Page excerpt –
◆ ◆ ◆

Speech is not violence, it’s an alternative to violence
Most supporters of free speech do not reject the idea that speech can be hurtful. Undeniably, in some circumstances speech can cause damage and psychological trauma. This doesn’t make it the same thing as physical violence. Former ACLU president Nadine Strossen makes the important point that unlike physical violence, the effect of speech depends on how it is perceived by the listener. The same words can literally have the opposite effect depending on who is hearing or reading them. Many religions consider blasphemy to be the most dangerous of all speech, and historically it has even been worthy of the death penalty. But one person’s blasphemy will be another person’s expression of their most heartfelt beliefs.

Physical violence does not make any distinction of this sort. A hammer doesn’t care who’s head it strikes. To conflate speech with violence takes away from our ability to think clearly about them both.

It is also true that words, even the most harsh and cruel words, are preferable to violence. They are society’s substitute for violence. They allow us the possibility to organize ourselves in forms of cooperation and equality that go beyond brute domination by force.

Speech can be powerful and hurtful, but in the context of political struggle it is a preferable replacement for physical violence.

It is through discourse and debate that we exchange ideas, dialogue, innovate, and progress. Once we conflate speech with violence, we run the risk of creating a culture of punishing some people for certain speech, ultimately creating a tiered system of allowable speech versus prohibited speech. When we say speech equals violence, the responsibility no longer falls on the offended party to manage their emotional response, it falls to the offender who must preemptively regulate their own speech to avoid giving offense.

Equating speech with violence is often simply a way to shut down debate. Calling speech ‘literal violence’ is similar to carelessly calling everyone you disagree with a fascist. It blurs the meaning of words and takes away our ability to make the real distinctions that we need to understand our world. When you’ve been calling everyone you disagree with a fascist, what words do you have left to designate a real fascist when they appear? If you carelessly equate speech with physical violence you have crippled your own ability not just to describe but to even recognize the difference.

One corollary of the belief that speech is violence is a belief that we have somehow reached the end of history where the lessons of the past no longer apply; everything has changed. This justification for ignoring the past reminds us of the dot com era of the 90s when it was widely believed that the old rules of business and capitalism no longer applied–until it became clear that the old rules were still very much in force and it was only the wealth of society that had changed hands on an unprecedented scale.

We should recognize the progress we have made as humans when we succeed in using words, even hateful or hurtful ones, rather than actual violence. Blurring this distinction between words and violence is an Orwellian idea that masks rather than reveals basic truths.

◆ ◆ ◆

Data provided –
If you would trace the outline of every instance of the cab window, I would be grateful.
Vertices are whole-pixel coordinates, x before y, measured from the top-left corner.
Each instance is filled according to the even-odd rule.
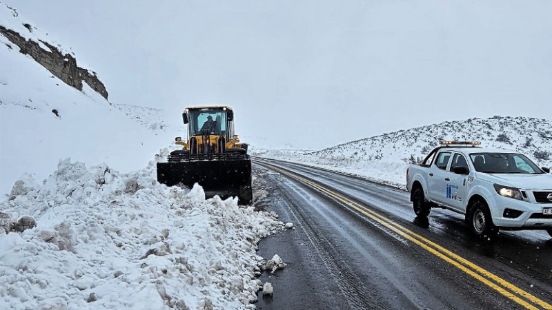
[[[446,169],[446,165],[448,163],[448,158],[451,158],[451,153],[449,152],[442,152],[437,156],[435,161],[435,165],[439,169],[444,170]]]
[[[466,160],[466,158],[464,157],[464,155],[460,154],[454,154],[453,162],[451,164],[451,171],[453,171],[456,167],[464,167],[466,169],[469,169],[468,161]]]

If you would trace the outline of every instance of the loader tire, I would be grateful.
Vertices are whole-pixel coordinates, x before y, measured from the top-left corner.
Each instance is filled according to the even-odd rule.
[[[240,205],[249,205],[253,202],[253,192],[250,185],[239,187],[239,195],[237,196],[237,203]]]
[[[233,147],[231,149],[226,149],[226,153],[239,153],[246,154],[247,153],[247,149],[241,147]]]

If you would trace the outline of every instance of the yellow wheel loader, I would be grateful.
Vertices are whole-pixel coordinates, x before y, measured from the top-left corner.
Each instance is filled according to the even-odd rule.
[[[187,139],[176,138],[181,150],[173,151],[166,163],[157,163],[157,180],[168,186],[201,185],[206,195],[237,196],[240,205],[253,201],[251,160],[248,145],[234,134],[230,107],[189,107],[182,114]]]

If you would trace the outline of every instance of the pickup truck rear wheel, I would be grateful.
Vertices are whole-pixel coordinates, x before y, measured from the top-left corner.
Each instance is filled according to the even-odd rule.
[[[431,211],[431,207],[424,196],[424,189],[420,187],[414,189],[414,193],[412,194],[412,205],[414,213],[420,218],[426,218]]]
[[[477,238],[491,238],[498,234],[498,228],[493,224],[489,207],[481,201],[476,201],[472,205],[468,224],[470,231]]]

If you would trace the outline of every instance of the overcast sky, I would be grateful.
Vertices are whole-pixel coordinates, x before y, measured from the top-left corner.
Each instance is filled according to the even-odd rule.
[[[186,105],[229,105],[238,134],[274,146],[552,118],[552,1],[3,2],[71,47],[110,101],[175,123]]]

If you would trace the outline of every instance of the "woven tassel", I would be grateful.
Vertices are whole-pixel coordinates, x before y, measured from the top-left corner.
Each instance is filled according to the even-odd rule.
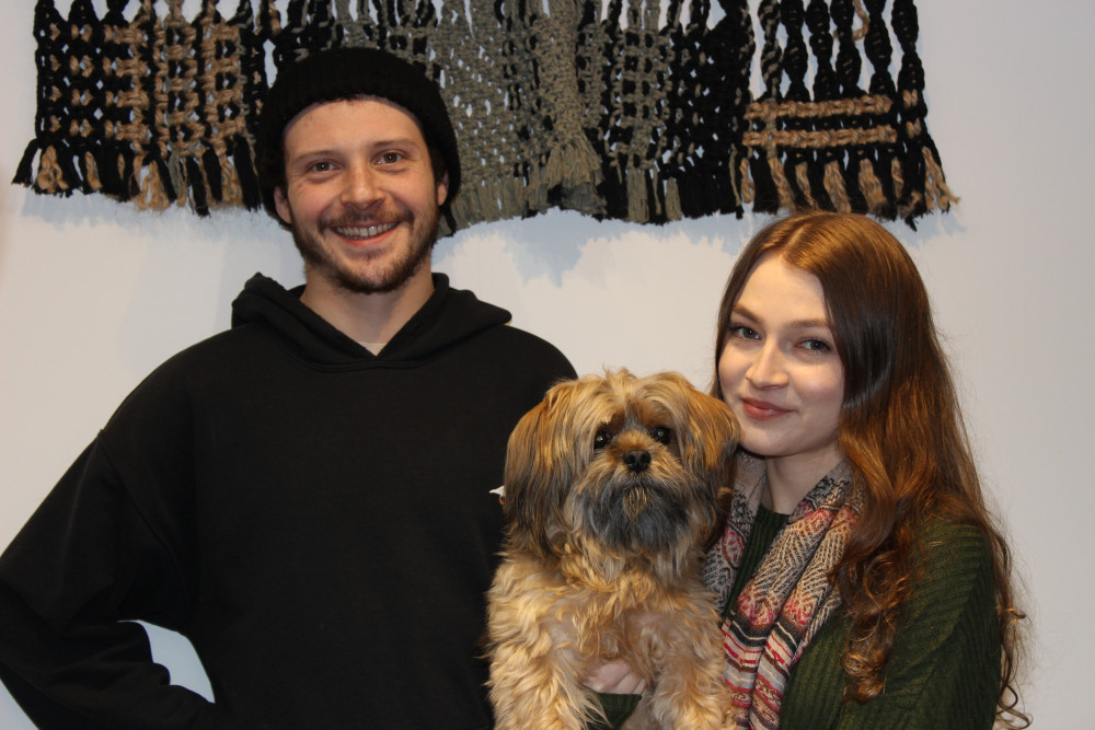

◆ ◆ ◆

Tasks and exercises –
1. In the excerpt on speech and violence, what does Nadine Strossen say the effect of speech depends on?
2. Gather all lines of the entries that contain the string "every". Case counts.

Task-by-task solutions –
1. How it is perceived by the listener.

2.
If you would trace the outline of every instance of the cab window, I would be grateful.
If you would trace the outline of every instance of the loader tire, I would be grateful.
If you would trace the outline of every instance of the yellow wheel loader, I would be grateful.
If you would trace the outline of every instance of the pickup truck rear wheel, I would be grateful.
If you would trace the outline of every instance of the overcast sky, I would be grateful.
If you would trace the outline of every instance of the "woven tassel", I would be grateful.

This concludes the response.